The Swedish municipalities of Helsingborg and Landskrona are cooperating to expand the Knähaken marine reserve in the northern Sound, which would mean connecting it to the famous deep bottoms of Ven. In this context the whole Sound could be a marine reserve, as it contains a lot of habitats in a restricted areas, and trawling has been banned since 1932.
“Oceana supports enlarging the protected area of Knähäken to include the area north of Ven, and in the long run to protect the whole Sound”, said Hanna Paulomäki, Manager of Oceana’s Baltic Sea Project. “30% of each sub-region of the Baltic Sea should be effectively conserved and coupled with comprehensive management plans and monitoring programs.”
Oceana’s 2011 fieldwork showed that a great many changes have taken place in the bottom communities in a large area north of Ven. The Haploops community, known since the 1800s, has almost disappeared for unknown reasons. The invasive species Mnemiopsis leidyi has also been observed in the area, and very little is known about them and their impact the ecosystem. No signs of bottom trawling were observed, and there was a surprisingly little amount of litter on the sea bed.

To do -
(1) Can you print everything in the passage on the Knähaken reserve from "Oceana’s 2011 fieldwork" down to "the sea bed."?
(2) Using the passage on the Knähaken reserve, answer these:
(a) Since what year has trawling been banned in the Sound?
(b) What share of each sub-region of the Baltic Sea does Hanna Paulomäki say should be effectively conserved?
(c) In what year did Oceana carry out the fieldwork north of Ven?
(3) How would you render this sentence from the passage on the Knähaken reserve in Spanish: "No signs of bottom trawling were observed, and there was a surprisingly little amount of litter on the sea bed."
The listing after the text comes from a separate source.

Object detection data:
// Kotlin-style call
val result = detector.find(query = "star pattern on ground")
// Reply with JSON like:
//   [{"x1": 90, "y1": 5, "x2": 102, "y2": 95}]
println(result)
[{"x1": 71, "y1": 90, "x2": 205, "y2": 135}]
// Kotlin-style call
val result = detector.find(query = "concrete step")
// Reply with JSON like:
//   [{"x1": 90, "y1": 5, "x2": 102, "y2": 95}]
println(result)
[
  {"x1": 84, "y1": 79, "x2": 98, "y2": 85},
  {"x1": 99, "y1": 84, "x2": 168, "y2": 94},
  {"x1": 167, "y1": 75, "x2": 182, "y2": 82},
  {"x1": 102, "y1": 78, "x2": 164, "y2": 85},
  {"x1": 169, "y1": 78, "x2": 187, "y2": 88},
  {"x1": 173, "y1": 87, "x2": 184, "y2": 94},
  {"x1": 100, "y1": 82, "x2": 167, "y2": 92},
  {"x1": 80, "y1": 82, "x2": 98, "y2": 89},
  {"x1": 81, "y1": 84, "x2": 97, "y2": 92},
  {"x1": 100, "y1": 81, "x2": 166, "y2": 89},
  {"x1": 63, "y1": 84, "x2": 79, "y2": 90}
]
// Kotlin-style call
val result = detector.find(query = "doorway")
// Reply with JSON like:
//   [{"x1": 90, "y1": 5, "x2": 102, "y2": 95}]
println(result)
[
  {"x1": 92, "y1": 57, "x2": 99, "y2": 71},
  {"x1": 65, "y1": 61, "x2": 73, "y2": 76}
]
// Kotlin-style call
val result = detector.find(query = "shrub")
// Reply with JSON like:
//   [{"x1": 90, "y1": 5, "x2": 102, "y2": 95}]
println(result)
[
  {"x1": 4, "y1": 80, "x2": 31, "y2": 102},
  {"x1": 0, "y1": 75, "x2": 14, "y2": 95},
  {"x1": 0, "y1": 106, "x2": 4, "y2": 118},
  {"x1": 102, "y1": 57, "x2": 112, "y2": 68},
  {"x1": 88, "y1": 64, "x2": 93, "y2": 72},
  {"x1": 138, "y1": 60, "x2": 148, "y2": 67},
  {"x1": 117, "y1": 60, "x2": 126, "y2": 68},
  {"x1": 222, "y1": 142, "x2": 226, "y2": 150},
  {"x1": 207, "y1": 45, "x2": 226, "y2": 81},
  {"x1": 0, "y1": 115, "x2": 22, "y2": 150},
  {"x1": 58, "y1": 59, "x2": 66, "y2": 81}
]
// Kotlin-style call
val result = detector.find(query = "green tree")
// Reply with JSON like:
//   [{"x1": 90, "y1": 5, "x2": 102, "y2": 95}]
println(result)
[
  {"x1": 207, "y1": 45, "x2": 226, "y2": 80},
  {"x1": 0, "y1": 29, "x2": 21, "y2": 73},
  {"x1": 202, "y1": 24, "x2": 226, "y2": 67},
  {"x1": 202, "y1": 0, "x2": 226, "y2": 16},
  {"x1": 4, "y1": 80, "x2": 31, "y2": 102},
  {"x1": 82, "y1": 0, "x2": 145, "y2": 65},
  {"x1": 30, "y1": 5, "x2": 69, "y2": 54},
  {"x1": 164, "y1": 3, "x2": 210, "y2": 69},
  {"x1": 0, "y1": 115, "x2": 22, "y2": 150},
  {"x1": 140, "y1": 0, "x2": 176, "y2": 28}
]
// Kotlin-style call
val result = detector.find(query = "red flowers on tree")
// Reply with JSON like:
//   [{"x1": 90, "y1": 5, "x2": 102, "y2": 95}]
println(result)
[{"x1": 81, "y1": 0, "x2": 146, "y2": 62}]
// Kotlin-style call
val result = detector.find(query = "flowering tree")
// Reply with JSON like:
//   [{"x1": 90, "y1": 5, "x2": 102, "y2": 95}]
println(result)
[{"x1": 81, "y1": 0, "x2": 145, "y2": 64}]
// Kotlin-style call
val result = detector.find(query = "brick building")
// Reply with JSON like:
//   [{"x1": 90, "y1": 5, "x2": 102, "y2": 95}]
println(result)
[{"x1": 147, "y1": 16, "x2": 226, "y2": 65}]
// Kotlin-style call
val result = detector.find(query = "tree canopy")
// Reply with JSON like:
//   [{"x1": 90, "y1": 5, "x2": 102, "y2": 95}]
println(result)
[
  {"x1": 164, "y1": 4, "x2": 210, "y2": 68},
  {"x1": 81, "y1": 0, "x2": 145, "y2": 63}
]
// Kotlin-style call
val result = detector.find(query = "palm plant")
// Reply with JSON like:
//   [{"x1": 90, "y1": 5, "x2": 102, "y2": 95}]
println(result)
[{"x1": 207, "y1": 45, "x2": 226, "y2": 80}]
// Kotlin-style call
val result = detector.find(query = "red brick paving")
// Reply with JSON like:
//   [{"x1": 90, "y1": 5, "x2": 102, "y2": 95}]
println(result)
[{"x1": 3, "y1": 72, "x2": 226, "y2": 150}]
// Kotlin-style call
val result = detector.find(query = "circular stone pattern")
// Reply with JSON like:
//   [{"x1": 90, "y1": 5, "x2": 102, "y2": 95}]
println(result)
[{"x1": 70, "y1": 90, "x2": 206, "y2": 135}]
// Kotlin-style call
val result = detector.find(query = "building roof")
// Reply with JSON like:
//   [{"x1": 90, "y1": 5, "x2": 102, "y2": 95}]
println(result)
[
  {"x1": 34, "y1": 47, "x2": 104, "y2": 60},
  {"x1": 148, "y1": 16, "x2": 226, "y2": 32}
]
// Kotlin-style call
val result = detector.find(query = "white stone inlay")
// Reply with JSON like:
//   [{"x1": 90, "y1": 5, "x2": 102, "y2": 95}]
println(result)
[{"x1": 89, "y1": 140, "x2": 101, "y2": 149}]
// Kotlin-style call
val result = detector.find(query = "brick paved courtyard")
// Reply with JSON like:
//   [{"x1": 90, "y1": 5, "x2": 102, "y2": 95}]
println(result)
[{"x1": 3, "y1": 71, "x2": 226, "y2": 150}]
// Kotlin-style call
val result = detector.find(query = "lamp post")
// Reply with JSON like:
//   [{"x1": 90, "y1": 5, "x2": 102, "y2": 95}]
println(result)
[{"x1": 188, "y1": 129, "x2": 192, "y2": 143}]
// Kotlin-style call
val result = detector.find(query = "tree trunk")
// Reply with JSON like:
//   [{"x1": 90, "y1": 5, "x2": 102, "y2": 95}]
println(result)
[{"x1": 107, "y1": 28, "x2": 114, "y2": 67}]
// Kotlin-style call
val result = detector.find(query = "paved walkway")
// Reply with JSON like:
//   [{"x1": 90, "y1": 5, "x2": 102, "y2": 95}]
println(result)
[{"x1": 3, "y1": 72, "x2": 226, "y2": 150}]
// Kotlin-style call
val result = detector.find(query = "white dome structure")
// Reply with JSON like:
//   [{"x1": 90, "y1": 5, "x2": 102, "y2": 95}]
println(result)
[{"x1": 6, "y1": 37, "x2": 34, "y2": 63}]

Answers to each task -
(1)
Oceana’s 2011 fieldwork showed that a great many changes have taken place in the bottom communities in a large area north of Ven. The Haploops community, known since the 1800s, has almost disappeared for unknown reasons. The invasive species Mnemiopsis leidyi has also been observed in the area, and very little is known about them and their impact the ecosystem. No signs of bottom trawling were observed, and there was a surprisingly little amount of litter on the sea bed.

(2)
(a) 1932
(b) 30%
(c) 2011

(3) No se observaron señales de pesca de arrastre de fondo, y había una cantidad sorprendentemente pequeña de basura en el lecho marino.